═════ EXCERTO DO TEXTO

Após 4 anos em que iniciei este blog, gostaria de retomar o assunto do primeiro post e desenvolvê-lo um pouco mais.
A forma mais óbvia de dar nome a esta interacção é afirmar que estão em CONFLITO.[1] Não se pode acreditar na ciência sem se entrar em contradição com a experiência que provém da fé. Quem se enquadra neste grupo?
· Todos aqueles para os quais apenas a ciência nos permite perceber o que é real e a materialidade esgota tudo aquilo que existe no mundo: Materialismo Científico (e.g., “novo ateísmo”);
· Todos aqueles que fazem uma interpretação literal da Sagrada Escritura: Literalismo Bíblico (e.g. criacionistas);
Para resolver este conflito, a maneira mais fácil é separar ciência e fé como se tratassem de dois domínios independentes. Assim resolve-se o modo CONFLITO com o modo INDEPENDÊNCIA. Os “independentes” remetem para a ciência a forma como funciona o mundo, e remetem para a fé os valores, a moral e o sentido último das coisas. De certa forma, ciência e fé são domínios distintos entre si, mas no caso da independência, são separados entre si, contrastam, logo, coexistem, mas não interagem. Isto pode ser problemático em questões como o pecado original, o início do universo, onde as questões são científicas com implicações teológicas, ou teológicas com implicações científicas.
Porém, existem algumas pessoas que procuram a INTEGRAÇÃO entre ciência e fé, por exemplo, procurando na natureza uma prova da existência de Deus (e.g. o princípio antrópico, teologia natural). Isto pode ser problemático na medida em que se o conhecimento científico mudar, deverá adequar-se também a crença? Em alternativa, há quem tenha desenvolvido um quadro filosófico comum, como Alfred North Whitehead, com a sua filosofia de processo, cuja sistematização pode ser usada para interpretar o pensamento científico e o religioso. Porém, não levará este “enquadramento comum” à submissão do conceito de Deus a esse enquadramento? Haverá, contudo, um modo de interacção em que ciência e fé não estejam em conflito, mas possam interagir criativamente mantendo-se distintas? Sim, o modo DIÁLOGO.

══════════
═════ INFORMAÇÃO EXTRAÍDA

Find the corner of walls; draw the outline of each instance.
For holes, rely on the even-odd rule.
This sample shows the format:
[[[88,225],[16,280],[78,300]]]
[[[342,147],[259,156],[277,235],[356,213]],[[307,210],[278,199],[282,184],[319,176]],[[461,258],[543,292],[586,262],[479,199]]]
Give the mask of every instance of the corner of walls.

══════════

TAREFAS DO EXERCÍCIO:
1. Reproduza fielmente o trecho do texto sobre ciência e fé que vai de "A forma mais" até "enquadra neste grupo?".
2. No texto sobre ciência e fé, com que filosofia Alfred North Whitehead desenvolveu um quadro filosófico comum?
3. Condense em forma de lista o parágrafo do texto sobre ciência e fé que começa por "Para resolver este conflito", mantendo os factos principais.

RESPOSTAS POR TAREFA:
1.
A forma mais óbvia de dar nome a esta interacção é afirmar que estão em CONFLITO.[1] Não se pode acreditar na ciência sem se entrar em contradição com a experiência que provém da fé. Quem se enquadra neste grupo?

2. Com a sua filosofia de processo.

3.
- A maneira mais fácil de resolver o conflito é separar ciência e fé como dois domínios independentes, passando do modo CONFLITO ao modo INDEPENDÊNCIA.
- Os "independentes" atribuem à ciência o funcionamento do mundo e à fé os valores, a moral e o sentido último das coisas.
- Na independência, ciência e fé estão separadas: coexistem, mas não interagem.
- Isto pode ser problemático em questões como o pecado original ou o início do universo, que são científicas com implicações teológicas, ou teológicas com implicações científicas.